# À faire:
1) Recopiez intégralement le texte sur le football et l'extrême droite.
2) Dans les enregistrements, reprenez le passage qui va de la ligne contenant « Planogram-check task. Target: windscreen » jusqu'à la ligne contenant « point(214, 13) », ces deux lignes comprises, en gardant les consignes et en ajoutant -61 à chaque coordonnée des réponses. Ne donnez que ces lignes.

# Texte cité:
Si l’équipe de France termine troisième du groupe D à l’Euro 2024, son huitième de finale coïncidera avec le premier tour des élections législatives anticipées. Alors que le Rassemblement national se positionne comme favori, des spécialistes décryptent ce qu’un tel vote changerait dans le monde du foot.
Casting :
Jean-Michel De Waele : professeur de sciences politiques.
Paul Dietschy : historien.
Nicolas Hourcade : sociologue et spécialiste des supporters.
Virginie Martin : politologue.
Que représente le sport pour l’extrême droite ?
De Waele : Pendant longtemps, l’extrême droite a mis en avant la virilité du corps. Sous le fascisme et le nazisme, l’athlète masculin était mis en avant, incarnant le stéréotype du bon « homme blanc », qui représentait la force physique. Pourtant, les grands leaders d’extrême droite, Mussolini, Franco, Hitler, n’étaient pas fans de football.
Dietschy : L’extrême droite est davantage tournée vers les sports olympiques, comme l’athlétisme et les sports de combat, et surtout vers l’amateurisme. Sous Vichy, le football était suspect à cause du professionnalisme et de l’élitisme, qui sont considérés comme immoraux.
De Waele : Aujourd’hui, le football s’est mondialisé. On voit bien que le patriotisme et le nationalisme français sont mis à mal par des champions français qui ne correspondent plus à l’image du bon Français blanc issu des bonnes vieilles traditions françaises. Là est le paradoxe : le football moderne renvoie à la gueule de l’extrême droite un visage du monde qu’elle déteste.

# Enregistrements d'un jeu de données:
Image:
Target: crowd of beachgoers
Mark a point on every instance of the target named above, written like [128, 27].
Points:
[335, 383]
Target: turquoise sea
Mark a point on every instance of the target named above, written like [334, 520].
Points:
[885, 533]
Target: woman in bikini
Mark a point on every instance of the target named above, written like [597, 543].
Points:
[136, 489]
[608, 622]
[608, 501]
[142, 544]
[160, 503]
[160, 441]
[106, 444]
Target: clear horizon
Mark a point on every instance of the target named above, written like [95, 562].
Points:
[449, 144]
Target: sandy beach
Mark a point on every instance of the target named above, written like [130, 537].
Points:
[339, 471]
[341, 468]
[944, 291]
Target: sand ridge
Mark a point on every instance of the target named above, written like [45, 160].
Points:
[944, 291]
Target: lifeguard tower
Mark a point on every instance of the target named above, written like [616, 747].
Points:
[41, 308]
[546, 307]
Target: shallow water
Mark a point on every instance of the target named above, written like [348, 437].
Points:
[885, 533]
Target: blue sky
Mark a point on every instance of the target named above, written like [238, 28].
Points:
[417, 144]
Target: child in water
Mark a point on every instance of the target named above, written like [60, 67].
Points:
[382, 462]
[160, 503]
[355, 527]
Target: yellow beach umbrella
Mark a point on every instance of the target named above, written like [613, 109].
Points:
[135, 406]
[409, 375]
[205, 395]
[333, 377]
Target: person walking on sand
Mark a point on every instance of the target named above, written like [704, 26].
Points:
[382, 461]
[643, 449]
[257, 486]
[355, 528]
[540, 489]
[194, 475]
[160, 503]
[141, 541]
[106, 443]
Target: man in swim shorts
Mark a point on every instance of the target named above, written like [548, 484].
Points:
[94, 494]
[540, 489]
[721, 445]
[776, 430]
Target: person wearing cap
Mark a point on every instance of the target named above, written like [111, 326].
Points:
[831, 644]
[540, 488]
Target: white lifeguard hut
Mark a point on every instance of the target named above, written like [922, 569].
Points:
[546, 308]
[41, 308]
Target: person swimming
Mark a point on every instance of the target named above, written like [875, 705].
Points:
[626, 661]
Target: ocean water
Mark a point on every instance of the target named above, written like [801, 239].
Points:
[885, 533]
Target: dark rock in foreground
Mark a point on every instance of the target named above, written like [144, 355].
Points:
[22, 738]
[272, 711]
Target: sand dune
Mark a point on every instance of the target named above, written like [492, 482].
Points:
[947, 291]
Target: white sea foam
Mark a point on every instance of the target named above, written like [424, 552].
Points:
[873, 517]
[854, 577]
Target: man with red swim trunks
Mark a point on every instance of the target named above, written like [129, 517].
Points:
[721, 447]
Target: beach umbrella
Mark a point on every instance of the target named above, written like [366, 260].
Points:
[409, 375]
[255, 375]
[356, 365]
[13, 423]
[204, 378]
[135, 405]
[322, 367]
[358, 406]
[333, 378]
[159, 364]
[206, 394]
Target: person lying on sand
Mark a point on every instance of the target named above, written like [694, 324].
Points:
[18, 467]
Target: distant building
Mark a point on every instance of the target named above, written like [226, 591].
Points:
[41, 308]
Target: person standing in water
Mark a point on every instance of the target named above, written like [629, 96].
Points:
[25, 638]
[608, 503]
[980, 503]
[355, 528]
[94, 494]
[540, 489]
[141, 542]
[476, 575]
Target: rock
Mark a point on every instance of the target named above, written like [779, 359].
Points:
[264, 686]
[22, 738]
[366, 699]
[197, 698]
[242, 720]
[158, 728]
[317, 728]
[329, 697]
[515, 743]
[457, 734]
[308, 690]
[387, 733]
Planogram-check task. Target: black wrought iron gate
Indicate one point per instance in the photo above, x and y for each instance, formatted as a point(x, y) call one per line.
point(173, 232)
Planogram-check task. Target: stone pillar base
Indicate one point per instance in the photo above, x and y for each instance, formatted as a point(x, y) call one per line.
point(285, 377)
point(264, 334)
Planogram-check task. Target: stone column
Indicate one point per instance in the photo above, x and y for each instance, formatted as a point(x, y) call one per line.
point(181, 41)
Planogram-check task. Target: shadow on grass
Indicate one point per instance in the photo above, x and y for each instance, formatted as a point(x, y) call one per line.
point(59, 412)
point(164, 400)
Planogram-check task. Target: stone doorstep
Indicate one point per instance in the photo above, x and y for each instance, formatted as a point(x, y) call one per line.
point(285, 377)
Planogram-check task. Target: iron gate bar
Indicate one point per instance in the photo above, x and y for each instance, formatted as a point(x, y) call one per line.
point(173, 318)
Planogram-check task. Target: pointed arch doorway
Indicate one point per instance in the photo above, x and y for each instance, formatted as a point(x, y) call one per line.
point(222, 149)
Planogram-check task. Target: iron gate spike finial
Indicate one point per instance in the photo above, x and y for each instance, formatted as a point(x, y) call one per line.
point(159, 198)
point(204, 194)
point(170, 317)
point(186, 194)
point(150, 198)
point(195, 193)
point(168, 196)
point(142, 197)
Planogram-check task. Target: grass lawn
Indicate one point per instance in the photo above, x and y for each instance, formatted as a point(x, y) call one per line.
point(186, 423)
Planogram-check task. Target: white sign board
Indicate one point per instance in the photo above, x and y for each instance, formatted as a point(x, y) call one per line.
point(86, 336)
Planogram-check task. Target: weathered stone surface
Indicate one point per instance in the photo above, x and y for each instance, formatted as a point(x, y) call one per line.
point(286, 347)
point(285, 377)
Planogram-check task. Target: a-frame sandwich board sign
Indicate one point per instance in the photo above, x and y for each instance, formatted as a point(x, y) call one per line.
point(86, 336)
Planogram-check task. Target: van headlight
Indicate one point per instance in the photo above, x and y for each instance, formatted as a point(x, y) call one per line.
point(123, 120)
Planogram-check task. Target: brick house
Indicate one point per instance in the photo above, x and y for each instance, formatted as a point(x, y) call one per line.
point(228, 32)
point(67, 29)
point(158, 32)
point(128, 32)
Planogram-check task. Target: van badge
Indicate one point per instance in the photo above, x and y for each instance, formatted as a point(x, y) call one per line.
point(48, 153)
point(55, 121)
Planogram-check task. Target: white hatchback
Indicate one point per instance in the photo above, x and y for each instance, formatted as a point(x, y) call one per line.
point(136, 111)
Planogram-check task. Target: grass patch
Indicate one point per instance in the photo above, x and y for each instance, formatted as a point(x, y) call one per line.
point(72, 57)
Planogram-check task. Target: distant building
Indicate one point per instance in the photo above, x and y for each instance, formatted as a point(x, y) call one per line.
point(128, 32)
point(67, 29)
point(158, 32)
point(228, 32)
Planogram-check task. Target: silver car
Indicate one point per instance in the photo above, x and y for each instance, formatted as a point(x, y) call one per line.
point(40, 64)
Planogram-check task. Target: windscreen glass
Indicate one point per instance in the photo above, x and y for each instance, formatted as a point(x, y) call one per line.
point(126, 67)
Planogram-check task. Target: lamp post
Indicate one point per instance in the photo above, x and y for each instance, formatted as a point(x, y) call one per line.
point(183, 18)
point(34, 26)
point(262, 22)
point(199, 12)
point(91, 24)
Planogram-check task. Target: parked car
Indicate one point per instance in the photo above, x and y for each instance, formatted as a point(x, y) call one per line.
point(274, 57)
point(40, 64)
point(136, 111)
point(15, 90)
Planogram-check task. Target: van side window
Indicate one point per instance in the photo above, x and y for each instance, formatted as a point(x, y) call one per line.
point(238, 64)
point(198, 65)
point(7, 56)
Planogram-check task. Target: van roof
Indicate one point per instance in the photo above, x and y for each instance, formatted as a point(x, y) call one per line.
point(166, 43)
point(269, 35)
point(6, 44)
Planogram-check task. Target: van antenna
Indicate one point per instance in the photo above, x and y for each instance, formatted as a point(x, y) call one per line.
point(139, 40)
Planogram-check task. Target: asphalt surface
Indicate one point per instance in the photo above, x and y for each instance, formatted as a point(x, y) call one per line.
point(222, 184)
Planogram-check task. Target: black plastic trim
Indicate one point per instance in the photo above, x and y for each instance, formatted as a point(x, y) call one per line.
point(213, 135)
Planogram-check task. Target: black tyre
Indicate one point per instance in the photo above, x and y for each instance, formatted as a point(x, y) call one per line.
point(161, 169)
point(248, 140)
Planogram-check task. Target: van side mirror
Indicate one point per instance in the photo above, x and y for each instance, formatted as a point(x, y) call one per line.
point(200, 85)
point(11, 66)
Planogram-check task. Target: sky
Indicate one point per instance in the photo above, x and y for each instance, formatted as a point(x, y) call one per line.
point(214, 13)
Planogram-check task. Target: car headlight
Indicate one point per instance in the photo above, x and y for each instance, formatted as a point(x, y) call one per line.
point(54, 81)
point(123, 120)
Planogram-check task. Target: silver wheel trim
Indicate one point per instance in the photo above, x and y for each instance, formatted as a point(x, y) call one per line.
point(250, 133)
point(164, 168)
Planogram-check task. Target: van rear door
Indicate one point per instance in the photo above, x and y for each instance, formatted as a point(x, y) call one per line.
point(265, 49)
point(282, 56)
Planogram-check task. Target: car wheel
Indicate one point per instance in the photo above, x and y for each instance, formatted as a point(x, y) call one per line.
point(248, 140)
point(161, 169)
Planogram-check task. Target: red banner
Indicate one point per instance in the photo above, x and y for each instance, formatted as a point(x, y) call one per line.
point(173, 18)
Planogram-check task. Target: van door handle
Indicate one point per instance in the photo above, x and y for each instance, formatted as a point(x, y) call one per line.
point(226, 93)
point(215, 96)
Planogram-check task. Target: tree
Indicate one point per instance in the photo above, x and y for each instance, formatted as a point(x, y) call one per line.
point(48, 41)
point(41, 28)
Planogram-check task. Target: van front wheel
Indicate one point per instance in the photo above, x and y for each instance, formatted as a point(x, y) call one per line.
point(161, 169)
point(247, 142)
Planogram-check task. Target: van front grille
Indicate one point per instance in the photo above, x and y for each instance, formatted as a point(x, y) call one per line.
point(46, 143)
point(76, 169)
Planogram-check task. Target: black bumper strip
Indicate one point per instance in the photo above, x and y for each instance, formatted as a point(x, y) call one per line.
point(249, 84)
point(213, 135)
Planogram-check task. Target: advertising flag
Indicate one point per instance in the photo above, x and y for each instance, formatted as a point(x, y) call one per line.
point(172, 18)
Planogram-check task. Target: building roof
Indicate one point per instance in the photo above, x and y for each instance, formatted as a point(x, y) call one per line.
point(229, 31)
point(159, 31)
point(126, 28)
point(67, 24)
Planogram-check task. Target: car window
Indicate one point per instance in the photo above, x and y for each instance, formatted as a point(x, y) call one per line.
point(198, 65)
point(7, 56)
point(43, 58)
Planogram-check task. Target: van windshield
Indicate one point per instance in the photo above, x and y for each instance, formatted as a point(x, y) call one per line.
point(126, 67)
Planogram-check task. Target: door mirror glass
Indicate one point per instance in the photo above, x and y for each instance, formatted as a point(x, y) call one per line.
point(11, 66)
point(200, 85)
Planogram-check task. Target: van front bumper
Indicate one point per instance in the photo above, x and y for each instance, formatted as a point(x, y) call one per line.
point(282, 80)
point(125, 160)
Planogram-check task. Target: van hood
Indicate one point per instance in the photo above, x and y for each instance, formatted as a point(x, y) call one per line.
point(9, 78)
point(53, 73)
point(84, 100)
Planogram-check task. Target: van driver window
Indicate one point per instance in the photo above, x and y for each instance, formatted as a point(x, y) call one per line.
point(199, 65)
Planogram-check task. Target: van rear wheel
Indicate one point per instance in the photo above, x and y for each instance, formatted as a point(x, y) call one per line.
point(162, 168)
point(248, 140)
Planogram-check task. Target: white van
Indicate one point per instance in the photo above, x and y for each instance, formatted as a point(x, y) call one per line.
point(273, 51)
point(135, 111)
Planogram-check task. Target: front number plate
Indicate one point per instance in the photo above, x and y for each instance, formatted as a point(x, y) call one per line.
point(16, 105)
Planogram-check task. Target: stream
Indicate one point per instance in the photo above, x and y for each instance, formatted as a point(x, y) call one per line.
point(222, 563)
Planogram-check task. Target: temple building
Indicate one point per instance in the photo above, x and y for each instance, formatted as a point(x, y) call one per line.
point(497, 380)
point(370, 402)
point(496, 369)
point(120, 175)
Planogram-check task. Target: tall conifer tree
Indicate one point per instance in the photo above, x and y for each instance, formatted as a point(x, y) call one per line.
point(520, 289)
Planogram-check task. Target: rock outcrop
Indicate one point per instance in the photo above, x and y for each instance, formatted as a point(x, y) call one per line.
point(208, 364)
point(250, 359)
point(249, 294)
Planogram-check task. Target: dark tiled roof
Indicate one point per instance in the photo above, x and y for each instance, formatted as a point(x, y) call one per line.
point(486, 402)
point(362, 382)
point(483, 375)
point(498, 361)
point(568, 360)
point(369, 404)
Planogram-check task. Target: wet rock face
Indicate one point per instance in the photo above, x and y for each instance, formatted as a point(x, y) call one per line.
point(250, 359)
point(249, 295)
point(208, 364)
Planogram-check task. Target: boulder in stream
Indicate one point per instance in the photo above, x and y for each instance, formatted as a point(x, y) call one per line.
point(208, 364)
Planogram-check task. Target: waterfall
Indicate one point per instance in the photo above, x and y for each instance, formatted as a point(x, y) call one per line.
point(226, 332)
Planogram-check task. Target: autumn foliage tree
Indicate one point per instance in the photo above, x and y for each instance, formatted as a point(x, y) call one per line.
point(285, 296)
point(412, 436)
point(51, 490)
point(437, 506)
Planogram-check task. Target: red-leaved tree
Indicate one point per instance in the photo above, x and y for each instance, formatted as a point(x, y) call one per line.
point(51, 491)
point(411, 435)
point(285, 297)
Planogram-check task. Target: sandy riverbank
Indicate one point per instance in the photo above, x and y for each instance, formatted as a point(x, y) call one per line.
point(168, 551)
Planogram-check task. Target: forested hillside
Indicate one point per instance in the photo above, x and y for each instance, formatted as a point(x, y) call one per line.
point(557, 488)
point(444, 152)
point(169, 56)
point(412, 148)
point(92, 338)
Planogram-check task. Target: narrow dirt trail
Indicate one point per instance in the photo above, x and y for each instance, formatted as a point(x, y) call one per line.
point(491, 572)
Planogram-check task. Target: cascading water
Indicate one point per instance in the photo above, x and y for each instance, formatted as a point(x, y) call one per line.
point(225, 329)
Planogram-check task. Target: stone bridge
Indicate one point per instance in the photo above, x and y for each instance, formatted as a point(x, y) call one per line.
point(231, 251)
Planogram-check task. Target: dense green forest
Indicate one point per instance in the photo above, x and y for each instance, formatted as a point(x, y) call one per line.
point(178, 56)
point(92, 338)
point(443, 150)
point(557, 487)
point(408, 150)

# Résultats par tâche:
1)
Si l’équipe de France termine troisième du groupe D à l’Euro 2024, son huitième de finale coïncidera avec le premier tour des élections législatives anticipées. Alors que le Rassemblement national se positionne comme favori, des spécialistes décryptent ce qu’un tel vote changerait dans le monde du foot.
Casting :
Jean-Michel De Waele : professeur de sciences politiques.
Paul Dietschy : historien.
Nicolas Hourcade : sociologue et spécialiste des supporters.
Virginie Martin : politologue.
Que représente le sport pour l’extrême droite ?
De Waele : Pendant longtemps, l’extrême droite a mis en avant la virilité du corps. Sous le fascisme et le nazisme, l’athlète masculin était mis en avant, incarnant le stéréotype du bon « homme blanc », qui représentait la force physique. Pourtant, les grands leaders d’extrême droite, Mussolini, Franco, Hitler, n’étaient pas fans de football.
Dietschy : L’extrême droite est davantage tournée vers les sports olympiques, comme l’athlétisme et les sports de combat, et surtout vers l’amateurisme. Sous Vichy, le football était suspect à cause du professionnalisme et de l’élitisme, qui sont considérés comme immoraux.
De Waele : Aujourd’hui, le football s’est mondialisé. On voit bien que le patriotisme et le nationalisme français sont mis à mal par des champions français qui ne correspondent plus à l’image du bon Français blanc issu des bonnes vieilles traditions françaises. Là est le paradoxe : le football moderne renvoie à la gueule de l’extrême droite un visage du monde qu’elle déteste.

2)
Planogram-check task. Target: windscreen glass
Indicate one point per instance in the photo above, x and y for each instance, formatted as a point(x, y) call one per line.
point(65, 6)
Planogram-check task. Target: lamp post
Indicate one point per instance in the photo above, x and y for each instance, formatted as a point(x, y) call one per line.
point(122, -43)
point(-27, -35)
point(201, -39)
point(138, -49)
point(30, -37)
Planogram-check task. Target: parked car
Indicate one point per instance in the photo above, x and y for each instance, formatted as a point(x, y) call one per line.
point(213, -4)
point(-21, 3)
point(75, 50)
point(-46, 29)
Planogram-check task. Target: van side window
Indicate one point per instance in the photo above, x and y for each instance, formatted as a point(x, y) call one per line.
point(177, 3)
point(137, 4)
point(-54, -5)
Planogram-check task. Target: van roof
Indicate one point per instance in the photo above, x and y for each instance, formatted as a point(x, y) call one per line.
point(105, -18)
point(208, -26)
point(-55, -17)
Planogram-check task. Target: van antenna
Indicate one point per instance in the photo above, x and y for each instance, formatted as a point(x, y) call one per line.
point(78, -21)
Planogram-check task. Target: asphalt surface
Indicate one point per instance in the photo above, x and y for each instance, formatted as a point(x, y) call one per line.
point(161, 123)
Planogram-check task. Target: black plastic trim
Indicate one point per instance in the photo above, x and y for each instance, formatted as a point(x, y) call one per line.
point(152, 74)
Planogram-check task. Target: black tyre
Indicate one point per instance in the photo above, x and y for each instance, formatted as a point(x, y) call one per line.
point(100, 108)
point(187, 79)
Planogram-check task. Target: van side mirror
Indicate one point per instance in the photo above, x and y for each instance, formatted as a point(x, y) call one per line.
point(139, 24)
point(-50, 5)
Planogram-check task. Target: sky
Indicate one point per instance in the photo above, x and y for each instance, formatted as a point(x, y) call one per line.
point(153, -48)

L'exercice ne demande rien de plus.